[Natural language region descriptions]
□ □ □ □
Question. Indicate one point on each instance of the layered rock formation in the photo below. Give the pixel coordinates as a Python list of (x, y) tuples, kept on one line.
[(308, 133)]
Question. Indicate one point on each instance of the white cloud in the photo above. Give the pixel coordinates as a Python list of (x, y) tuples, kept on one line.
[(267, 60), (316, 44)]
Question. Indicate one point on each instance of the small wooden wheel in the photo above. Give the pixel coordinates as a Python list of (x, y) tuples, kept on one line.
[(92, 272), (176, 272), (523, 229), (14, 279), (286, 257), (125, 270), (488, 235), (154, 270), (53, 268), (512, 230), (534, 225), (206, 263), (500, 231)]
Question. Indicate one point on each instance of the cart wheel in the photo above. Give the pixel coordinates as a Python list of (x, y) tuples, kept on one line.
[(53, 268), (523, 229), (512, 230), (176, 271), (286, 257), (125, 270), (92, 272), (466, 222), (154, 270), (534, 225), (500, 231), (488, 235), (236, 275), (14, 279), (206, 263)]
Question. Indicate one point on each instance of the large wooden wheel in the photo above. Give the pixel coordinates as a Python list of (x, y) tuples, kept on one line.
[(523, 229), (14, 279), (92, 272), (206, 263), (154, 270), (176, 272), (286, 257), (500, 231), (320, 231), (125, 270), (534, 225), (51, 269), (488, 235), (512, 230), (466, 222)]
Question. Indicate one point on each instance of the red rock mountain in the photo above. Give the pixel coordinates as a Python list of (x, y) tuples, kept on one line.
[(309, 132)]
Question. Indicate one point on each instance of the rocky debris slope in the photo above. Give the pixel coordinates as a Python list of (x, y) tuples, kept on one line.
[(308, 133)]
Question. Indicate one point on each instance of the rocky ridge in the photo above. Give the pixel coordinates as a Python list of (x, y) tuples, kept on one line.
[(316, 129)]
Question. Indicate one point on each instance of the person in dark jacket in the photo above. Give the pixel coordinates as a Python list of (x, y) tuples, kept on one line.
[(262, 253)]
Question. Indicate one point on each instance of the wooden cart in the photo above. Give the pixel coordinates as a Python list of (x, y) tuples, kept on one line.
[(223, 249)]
□ □ □ □
**EXERCISE REQUIREMENTS**
Your task is to restate all of the records above word for word.

**RESPONSE TO THIS TASK**
Question. Indicate one point on each instance of the layered rock formation in the photo below. Give the pixel coordinates as a Python list of (x, y) tuples, kept on one line.
[(308, 133)]
Question. Indicate one point on each instance of the white cloud in the photo above. Give the pixel coordinates as a Python list of (x, y) tuples, kept on one line.
[(267, 60), (316, 44)]
Question. Indicate one point on each instance of the small wooden wheel in the photo above. Give the pixel coordinates as a Python list of (x, y) tuples, kept on one line.
[(92, 272), (176, 272), (523, 229), (14, 279), (286, 257), (125, 270), (488, 235), (154, 270), (53, 268), (512, 230), (534, 225), (206, 263), (500, 231)]
Question. Indicate one point on each instance of the cart wheel in the photo above. Give the pixel coordinates as a Python list of (x, y) tuples, kept on one line.
[(53, 268), (523, 229), (512, 230), (176, 271), (286, 257), (125, 270), (92, 272), (466, 222), (154, 270), (534, 225), (500, 231), (488, 235), (236, 275), (14, 279), (206, 263)]
Question. Indicate one point on each instance of the large wooden wheel in the photo above. Give the pixel coordinates as a Python list of (x, y) tuples, kept on one line.
[(523, 229), (14, 279), (92, 272), (206, 263), (154, 270), (176, 272), (286, 257), (500, 231), (320, 231), (125, 270), (534, 225), (51, 269), (488, 235), (512, 230), (466, 222)]
Question. Indicate one point on each instance of the red rock mountain in the photo above. Give the pixel coordinates as a Python list of (x, y) tuples, kept on one line.
[(309, 132)]
Question. Indicate one point on each instance of the rocky debris slope in the photo above. Give the pixel coordinates as a Python list of (x, y) tuples, kept on one line.
[(308, 133)]
Question. Indicate one point on each instance of the rocky ridge in the photo above. Give the pixel coordinates as a Python list of (x, y) tuples, kept on one line.
[(316, 129)]
Question. Indicate one point on each instance of the person in dark jacket in the photo above. Give the pixel coordinates as a Python list of (x, y) tuples, kept on one line.
[(262, 253)]
Question. Indicate one point on each instance of the wooden cart in the photo above. Give the pixel coordinates as a Python list of (x, y) tuples, kept on one line.
[(223, 249)]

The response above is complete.